### Article
What is the probability that at least two people share the same birhtday in this room?
Is is \(\frac{1}{365} \times 25 = 0.0684932\)
But actually when we compute the math. We get an surprising result:
\[\begin{align} 1 - \bar p(n) &= 1 \times \left(1-\frac{1}{365}\right) \times \left(1-\frac{2}{365}\right) \times \cdots \times \left(1-\frac{n-1}{365}\right) \nonumber \\ &= \frac{ 365 \times 364 \times \cdots \times (365-n+1) }{ 365^n } \nonumber \\ &= \frac{ 365! }{ 365^n (365-n)!} = \frac{n!\cdot\binom{365}{n}}{365^n}\\ p(n= 25) &= 0.569 \nonumber \end{align}\]1 - Simulate 10,000 rooms with n = 25 random birthdays, and store the results in matrix where each row represents a room.
2 - For each room (row) compute the number of unique birthdays.

### Entries provided
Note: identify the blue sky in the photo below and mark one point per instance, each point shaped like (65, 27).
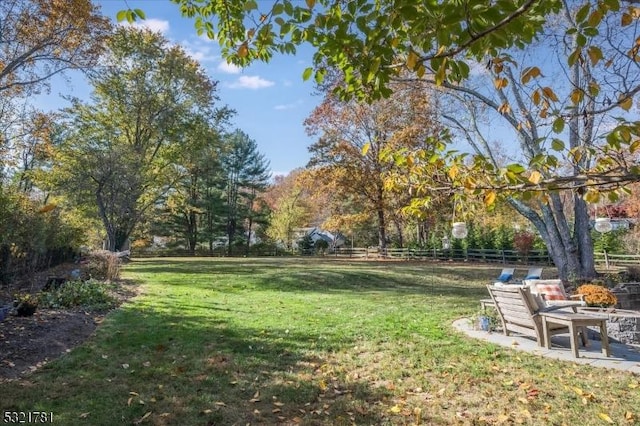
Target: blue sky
(271, 100)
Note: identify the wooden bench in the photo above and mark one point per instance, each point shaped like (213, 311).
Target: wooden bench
(576, 323)
(519, 313)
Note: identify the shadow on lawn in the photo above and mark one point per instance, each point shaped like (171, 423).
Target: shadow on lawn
(204, 371)
(329, 276)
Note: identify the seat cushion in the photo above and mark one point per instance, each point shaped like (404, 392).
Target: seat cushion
(551, 291)
(505, 277)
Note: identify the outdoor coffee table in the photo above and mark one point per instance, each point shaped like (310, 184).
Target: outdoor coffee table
(575, 322)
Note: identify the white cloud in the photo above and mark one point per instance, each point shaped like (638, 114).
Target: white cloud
(156, 25)
(200, 51)
(251, 82)
(228, 68)
(292, 105)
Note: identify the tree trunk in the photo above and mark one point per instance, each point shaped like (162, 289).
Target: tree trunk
(571, 259)
(192, 232)
(250, 225)
(382, 226)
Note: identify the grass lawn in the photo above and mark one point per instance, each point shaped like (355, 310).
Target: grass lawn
(307, 341)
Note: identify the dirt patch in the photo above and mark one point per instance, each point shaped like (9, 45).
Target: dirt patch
(28, 343)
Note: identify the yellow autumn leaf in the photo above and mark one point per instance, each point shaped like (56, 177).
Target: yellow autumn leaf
(500, 83)
(243, 50)
(412, 60)
(505, 108)
(550, 94)
(536, 97)
(489, 198)
(535, 177)
(47, 208)
(453, 171)
(626, 103)
(605, 417)
(576, 96)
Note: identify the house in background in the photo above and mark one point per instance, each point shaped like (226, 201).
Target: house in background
(334, 240)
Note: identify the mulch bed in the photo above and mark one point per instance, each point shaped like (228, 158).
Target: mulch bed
(28, 343)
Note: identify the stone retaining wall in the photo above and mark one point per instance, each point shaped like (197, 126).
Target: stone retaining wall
(628, 295)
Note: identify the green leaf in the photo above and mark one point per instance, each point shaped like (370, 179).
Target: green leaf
(250, 5)
(121, 15)
(307, 74)
(583, 13)
(557, 145)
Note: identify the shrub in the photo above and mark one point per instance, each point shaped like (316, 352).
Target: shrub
(90, 294)
(25, 304)
(103, 265)
(597, 295)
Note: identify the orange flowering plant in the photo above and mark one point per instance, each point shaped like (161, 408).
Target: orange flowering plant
(597, 295)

### Given task
In the birthday-problem text, how many rooms does the simulation step create?

### Answer to this task
10,000 rooms, each with 25 random birthdays.